=== Recorded information ===
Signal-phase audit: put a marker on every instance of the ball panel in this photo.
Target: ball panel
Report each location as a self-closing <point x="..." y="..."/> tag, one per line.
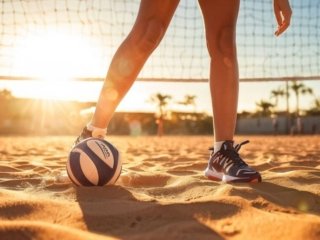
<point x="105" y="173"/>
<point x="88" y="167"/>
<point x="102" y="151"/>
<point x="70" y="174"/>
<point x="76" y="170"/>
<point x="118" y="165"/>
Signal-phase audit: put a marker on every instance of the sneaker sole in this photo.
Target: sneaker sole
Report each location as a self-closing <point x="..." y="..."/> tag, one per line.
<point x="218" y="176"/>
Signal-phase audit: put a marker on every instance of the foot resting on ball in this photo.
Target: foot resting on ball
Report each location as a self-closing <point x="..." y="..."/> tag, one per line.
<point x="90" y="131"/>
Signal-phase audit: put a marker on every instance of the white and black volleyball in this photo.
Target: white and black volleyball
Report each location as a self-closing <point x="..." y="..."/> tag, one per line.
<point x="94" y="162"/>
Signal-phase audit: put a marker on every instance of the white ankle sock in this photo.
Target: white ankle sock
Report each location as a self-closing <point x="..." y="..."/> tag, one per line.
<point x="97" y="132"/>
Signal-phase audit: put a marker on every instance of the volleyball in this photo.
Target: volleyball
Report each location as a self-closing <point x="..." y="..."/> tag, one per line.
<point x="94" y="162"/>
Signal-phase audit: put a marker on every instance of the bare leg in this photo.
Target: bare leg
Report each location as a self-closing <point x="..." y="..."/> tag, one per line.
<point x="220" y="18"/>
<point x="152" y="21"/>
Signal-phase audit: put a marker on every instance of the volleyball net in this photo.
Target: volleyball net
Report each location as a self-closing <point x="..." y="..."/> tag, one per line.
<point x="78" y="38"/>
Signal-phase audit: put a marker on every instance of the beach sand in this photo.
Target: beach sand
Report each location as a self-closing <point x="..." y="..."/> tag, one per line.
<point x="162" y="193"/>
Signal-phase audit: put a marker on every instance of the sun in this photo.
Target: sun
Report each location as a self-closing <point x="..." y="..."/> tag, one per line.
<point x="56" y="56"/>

==

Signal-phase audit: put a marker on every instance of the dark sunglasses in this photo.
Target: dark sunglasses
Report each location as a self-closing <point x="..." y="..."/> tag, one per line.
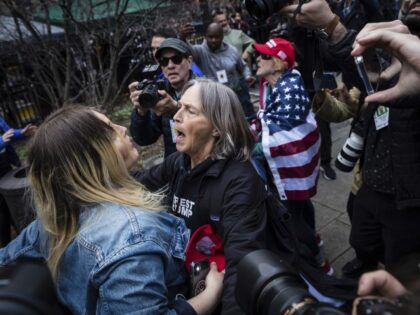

---

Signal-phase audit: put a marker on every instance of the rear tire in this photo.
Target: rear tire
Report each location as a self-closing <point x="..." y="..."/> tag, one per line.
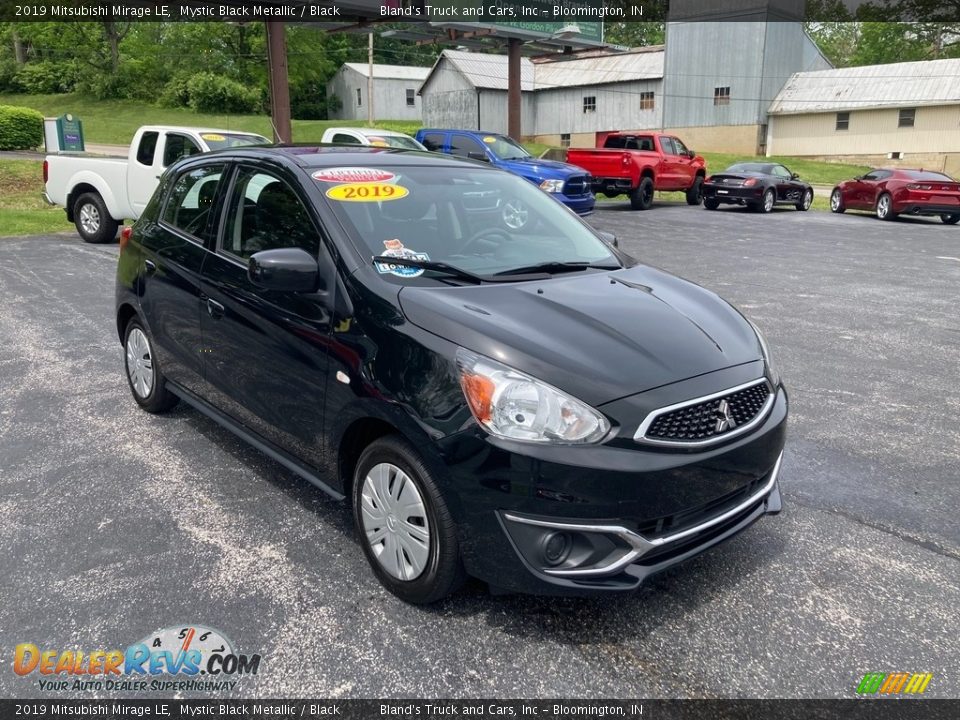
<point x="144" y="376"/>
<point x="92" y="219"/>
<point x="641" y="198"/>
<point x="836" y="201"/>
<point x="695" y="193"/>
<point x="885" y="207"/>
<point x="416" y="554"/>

=== About this task ===
Gather and copy every line of the data in which the string "foot" is found.

=== Solution to the problem ===
Signal-phase audit: put a marker on every instance of the foot resting on ball in this photo.
Target: foot resting on ball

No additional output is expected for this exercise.